AIM: Which lines in the records below contain the word "woman"? Copy out each of them.

RECORDS SHOWN:
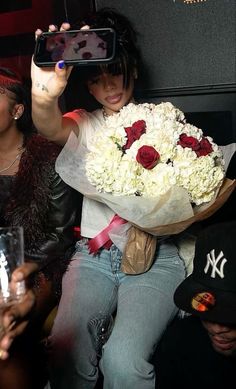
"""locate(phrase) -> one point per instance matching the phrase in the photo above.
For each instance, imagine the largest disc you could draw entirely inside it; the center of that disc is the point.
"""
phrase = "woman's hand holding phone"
(49, 83)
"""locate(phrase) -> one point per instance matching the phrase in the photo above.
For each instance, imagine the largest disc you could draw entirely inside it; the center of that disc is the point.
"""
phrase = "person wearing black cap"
(199, 350)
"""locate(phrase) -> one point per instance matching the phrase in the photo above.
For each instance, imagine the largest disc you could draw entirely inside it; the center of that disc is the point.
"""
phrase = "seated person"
(199, 350)
(35, 197)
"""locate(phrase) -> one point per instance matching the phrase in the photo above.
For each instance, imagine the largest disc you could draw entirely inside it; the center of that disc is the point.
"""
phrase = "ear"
(135, 74)
(18, 111)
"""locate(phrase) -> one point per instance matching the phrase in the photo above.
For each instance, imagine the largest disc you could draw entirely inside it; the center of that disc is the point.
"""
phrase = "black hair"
(127, 53)
(13, 83)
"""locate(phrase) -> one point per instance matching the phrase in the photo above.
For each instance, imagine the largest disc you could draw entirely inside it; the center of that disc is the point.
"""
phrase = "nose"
(108, 81)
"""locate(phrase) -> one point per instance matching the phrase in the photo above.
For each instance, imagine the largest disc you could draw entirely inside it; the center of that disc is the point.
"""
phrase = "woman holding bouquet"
(94, 287)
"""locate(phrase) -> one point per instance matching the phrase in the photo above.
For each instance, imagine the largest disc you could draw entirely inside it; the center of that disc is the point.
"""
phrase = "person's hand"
(15, 318)
(49, 83)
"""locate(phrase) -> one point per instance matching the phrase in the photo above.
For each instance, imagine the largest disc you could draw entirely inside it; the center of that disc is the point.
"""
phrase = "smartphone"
(75, 47)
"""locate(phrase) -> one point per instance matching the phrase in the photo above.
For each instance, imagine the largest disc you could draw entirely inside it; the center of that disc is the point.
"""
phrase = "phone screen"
(77, 47)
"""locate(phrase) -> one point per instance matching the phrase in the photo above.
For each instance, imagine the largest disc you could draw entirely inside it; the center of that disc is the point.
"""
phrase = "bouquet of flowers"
(153, 169)
(147, 149)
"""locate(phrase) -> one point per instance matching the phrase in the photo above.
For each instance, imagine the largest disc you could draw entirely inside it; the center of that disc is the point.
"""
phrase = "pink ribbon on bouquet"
(103, 239)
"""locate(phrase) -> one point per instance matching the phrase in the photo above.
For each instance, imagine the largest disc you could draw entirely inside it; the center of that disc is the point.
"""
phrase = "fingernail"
(61, 64)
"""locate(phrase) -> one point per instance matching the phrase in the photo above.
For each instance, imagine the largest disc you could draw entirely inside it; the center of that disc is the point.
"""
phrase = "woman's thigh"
(145, 304)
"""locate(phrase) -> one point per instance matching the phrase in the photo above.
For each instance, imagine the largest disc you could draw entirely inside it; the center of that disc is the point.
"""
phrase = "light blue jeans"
(94, 288)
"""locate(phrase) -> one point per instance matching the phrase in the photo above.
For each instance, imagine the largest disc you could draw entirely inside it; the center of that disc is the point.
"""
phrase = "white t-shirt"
(95, 215)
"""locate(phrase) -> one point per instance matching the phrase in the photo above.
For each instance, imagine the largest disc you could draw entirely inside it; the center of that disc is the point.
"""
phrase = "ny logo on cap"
(213, 262)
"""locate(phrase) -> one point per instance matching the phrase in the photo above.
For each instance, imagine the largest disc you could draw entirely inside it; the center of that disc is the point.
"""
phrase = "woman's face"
(109, 91)
(222, 336)
(6, 110)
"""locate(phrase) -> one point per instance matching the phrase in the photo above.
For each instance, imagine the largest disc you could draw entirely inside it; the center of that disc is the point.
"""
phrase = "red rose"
(205, 147)
(188, 141)
(134, 132)
(147, 156)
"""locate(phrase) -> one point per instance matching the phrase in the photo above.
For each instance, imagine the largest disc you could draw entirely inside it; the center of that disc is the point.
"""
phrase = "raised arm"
(48, 84)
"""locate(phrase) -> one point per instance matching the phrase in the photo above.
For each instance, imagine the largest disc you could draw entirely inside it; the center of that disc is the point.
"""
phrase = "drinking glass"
(11, 256)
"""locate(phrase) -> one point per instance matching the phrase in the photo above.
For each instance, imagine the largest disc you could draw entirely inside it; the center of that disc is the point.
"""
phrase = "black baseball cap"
(210, 291)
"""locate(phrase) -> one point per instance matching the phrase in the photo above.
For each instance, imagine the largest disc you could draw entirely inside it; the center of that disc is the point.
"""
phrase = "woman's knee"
(124, 365)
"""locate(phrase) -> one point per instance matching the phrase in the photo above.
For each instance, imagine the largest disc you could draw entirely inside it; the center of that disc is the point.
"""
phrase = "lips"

TASK OUTPUT:
phrase = "woman's hand holding phone"
phrase = "woman holding bouquet"
phrase = "woman's thigh"
phrase = "woman's face"
phrase = "woman's knee"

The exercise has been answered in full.